* [Required task 1]:
Please write out the passage of the post on merging markdown chapter files from "When it came" up to and including "files are located.".
* [Required task 2]:
According to the post on merging markdown chapter files, what single command is needed to merge the documents?
* [Required task 3]:
Give what follows next in the post on merging markdown chapter files, starting after its final line.

I explore ways to compile a bunch of markdown files into a book using Linux and MultiMarkdown
I explore ways to compile a bunch of markdown files into a book using Linux and MultiMarkdown
Unless you're a masochist, you probably write your novels in separate files representing scenes, chapters, or even days if you live and breathe the Nanowrimo daily word count. But what do you do when it comes time to merge and publish those documents?
I use markdown with each chapter written as a separate file using a standard naming convention of chapter 001.md, chapter 002.md and so on. I used this structure when I participated in Nanowrimo.
When it came to verifying my word count, I needed a way to merge all those documents quickly that didn't involve cutting and pasting them individually using a text editor. Fortunately this is a trivial exercise in any Unix-like system, which includes Linux and Mac OS X. To do so in fact requires only one command, cat.
To do so:
- Open your terminal and change to the directory where your files are located.

* [Data]:
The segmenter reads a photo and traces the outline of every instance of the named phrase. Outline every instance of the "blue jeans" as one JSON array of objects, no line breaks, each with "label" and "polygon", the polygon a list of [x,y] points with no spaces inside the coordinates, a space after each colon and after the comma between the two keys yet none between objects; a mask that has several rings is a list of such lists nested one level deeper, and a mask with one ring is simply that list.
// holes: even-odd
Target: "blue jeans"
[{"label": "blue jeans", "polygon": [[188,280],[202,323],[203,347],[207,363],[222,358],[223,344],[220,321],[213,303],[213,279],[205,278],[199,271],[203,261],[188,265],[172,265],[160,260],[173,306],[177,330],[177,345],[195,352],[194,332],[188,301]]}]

* [Answer 1]:
When it came to verifying my word count, I needed a way to merge all those documents quickly that didn't involve cutting and pasting them individually using a text editor. Fortunately this is a trivial exercise in any Unix-like system, which includes Linux and Mac OS X. To do so in fact requires only one command, cat.
To do so:
- Open your terminal and change to the directory where your files are located.

* [Answer 2]:
The cat command.

* [Answer 3]:
- Type the following command:
cat *.md > book.md
The cat command concatenates (joins) files and by passing the parameter .md, we've told it to merge all markdown documents in the current directory. Using > book.md tells cat to output the merged docs into a new one in the same directory, instead of displaying the text stream in your terminal window.
Now you are free to convert your markdown document to any format you like using whatever markdown compiler or compatible editor you have installed on your system. This step is optional -- we could paste in raw markdown -- but I wanted to clean out the syntax characters and hide the notes. I use MultiMarkdown so all I had to do was type another command:
multimarkdown book.md -o book.html
From there I opened the book.html file in Firefox, copied the text and pasted it into the Nanowrimo verification window. Job sorted...
...but it's quick and dirty and using this as a place to start, we can do something much more elegant and build it into our desktop for future use.
Backtracking a little and I want to put this workflow into context. As a former Mac OS X user I've always liked Automator, an application that let's you drag and drop actions to make an automated workflow; these can then be saved as OS X Services or Finder Folder Actions. It's seriously cool and where the built-in actions aren't enough you have the ability to write your own using any scripting language supported by OS X, which in fairness is quite a lot.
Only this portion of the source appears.